EXERCISE REQUIREMENTS: Reproduce the records from their beginning through the line containing "367,58,407,129", inclusive, substituting "statue" for "fountain" and leaving everything else unchanged. Give only those lines.

>> BEGIN INFORMATION SUPPLIED

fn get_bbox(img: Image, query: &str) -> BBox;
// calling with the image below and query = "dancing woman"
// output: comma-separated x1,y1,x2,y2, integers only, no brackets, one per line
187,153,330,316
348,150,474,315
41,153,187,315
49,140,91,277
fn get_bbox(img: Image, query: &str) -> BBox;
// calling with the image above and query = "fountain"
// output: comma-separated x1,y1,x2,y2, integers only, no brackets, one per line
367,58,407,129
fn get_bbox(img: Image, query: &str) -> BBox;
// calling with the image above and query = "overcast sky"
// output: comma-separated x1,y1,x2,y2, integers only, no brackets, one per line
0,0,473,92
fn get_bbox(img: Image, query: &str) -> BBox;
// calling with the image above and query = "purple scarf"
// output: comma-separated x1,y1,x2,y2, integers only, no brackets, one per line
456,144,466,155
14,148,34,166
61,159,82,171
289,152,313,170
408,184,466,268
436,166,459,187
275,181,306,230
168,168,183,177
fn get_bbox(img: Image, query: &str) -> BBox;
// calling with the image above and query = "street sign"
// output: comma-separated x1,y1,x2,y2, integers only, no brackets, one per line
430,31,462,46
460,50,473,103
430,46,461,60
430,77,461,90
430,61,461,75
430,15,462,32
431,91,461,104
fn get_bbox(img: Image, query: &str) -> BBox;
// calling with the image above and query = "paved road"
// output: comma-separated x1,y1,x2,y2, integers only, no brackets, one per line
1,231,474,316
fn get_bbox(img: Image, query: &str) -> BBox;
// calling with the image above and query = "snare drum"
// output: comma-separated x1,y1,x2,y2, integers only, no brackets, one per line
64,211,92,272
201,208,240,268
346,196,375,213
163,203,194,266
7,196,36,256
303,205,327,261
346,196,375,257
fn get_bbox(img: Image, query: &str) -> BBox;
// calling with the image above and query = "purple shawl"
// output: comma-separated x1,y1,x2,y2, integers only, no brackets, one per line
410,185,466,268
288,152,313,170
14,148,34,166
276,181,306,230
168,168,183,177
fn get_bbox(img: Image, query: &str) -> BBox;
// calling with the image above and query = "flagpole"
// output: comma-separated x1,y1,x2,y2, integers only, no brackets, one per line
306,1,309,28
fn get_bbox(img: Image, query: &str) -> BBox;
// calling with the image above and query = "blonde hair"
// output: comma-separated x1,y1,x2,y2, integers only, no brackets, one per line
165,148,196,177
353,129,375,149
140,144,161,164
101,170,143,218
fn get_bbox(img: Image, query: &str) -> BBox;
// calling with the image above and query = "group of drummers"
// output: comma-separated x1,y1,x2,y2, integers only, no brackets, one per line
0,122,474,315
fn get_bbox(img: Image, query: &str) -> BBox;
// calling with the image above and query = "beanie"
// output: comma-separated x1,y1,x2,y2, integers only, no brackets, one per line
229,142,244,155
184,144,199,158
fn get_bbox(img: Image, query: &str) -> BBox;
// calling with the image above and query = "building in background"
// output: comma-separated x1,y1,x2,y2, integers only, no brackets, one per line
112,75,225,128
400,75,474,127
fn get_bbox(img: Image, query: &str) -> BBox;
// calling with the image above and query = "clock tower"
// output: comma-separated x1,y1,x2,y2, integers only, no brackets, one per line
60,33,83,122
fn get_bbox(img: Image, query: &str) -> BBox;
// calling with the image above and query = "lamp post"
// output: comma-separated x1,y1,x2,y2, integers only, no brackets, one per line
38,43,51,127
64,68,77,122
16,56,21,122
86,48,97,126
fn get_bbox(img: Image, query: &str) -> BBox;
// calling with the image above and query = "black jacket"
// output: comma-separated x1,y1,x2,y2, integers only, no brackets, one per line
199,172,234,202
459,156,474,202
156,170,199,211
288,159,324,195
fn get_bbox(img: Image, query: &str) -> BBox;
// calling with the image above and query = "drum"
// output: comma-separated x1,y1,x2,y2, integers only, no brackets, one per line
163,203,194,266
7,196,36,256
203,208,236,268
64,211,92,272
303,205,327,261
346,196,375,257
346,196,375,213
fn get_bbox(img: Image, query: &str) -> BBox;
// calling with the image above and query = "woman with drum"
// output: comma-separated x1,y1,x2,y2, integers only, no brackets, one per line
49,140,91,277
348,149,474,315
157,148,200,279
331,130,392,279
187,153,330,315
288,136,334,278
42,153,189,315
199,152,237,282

>> END INFORMATION SUPPLIED

CORRECT RESPONSE:
fn get_bbox(img: Image, query: &str) -> BBox;
// calling with the image below and query = "dancing woman"
// output: comma-separated x1,y1,x2,y2, integers only, no brackets, one per line
187,153,330,316
348,150,474,315
41,153,187,315
49,140,91,277
fn get_bbox(img: Image, query: &str) -> BBox;
// calling with the image above and query = "statue"
// output: comma-separated x1,y1,x2,y2, integers only, no brackets, one per line
367,58,407,129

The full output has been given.